→ Aim
How many lines in the entries below contain the string "region"? Reply with the number alone.

[Start of Source records]

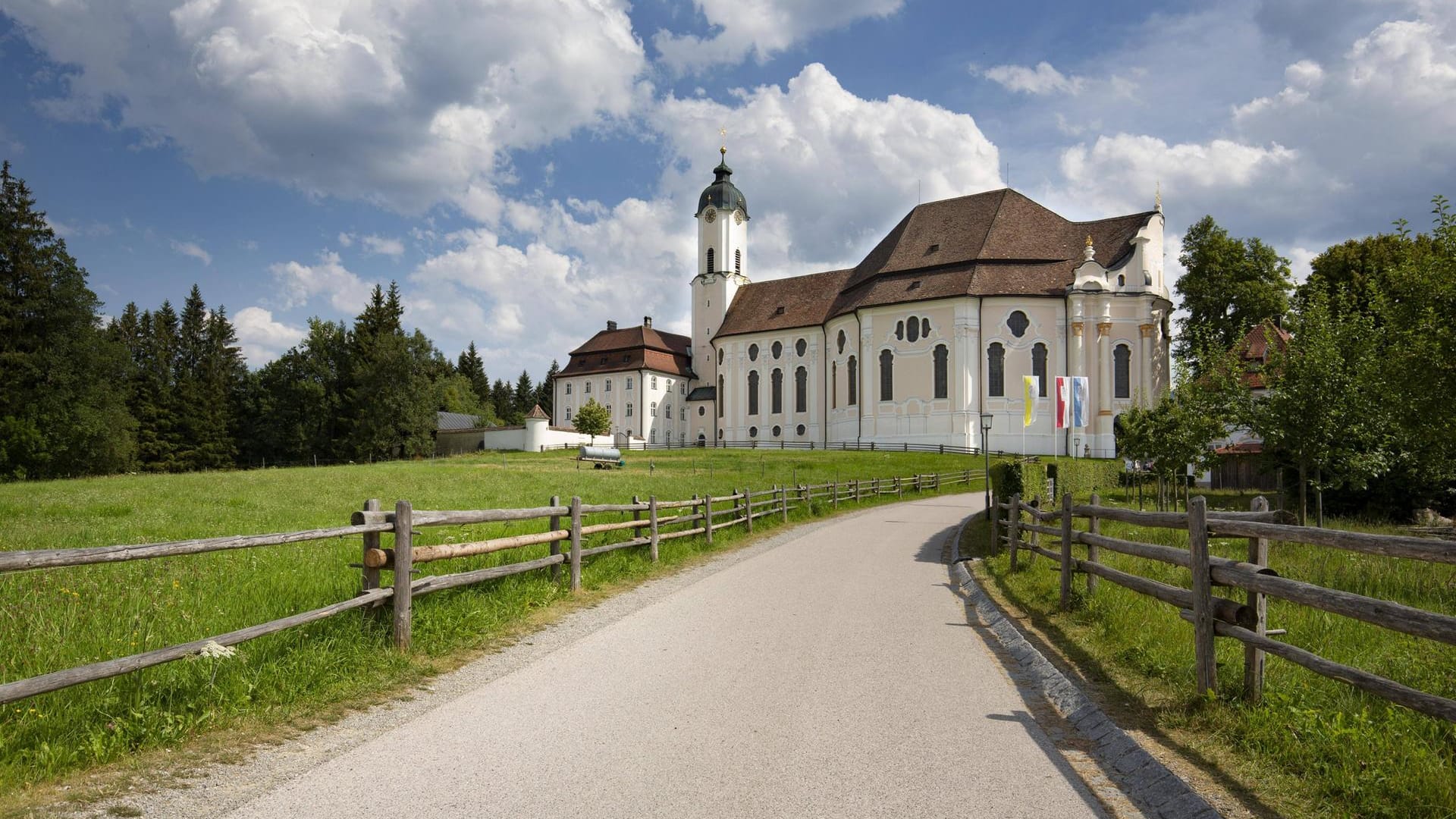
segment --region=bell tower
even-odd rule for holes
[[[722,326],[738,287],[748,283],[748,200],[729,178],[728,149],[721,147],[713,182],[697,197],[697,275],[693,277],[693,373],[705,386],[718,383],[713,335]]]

[End of Source records]
[Start of Source records]

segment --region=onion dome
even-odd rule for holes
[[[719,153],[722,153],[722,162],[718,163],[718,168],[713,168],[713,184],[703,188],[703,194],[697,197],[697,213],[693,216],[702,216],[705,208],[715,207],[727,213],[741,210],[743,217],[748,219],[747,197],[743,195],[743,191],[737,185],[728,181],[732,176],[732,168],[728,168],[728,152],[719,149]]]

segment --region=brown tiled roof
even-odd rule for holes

[End of Source records]

→ Result for this task
3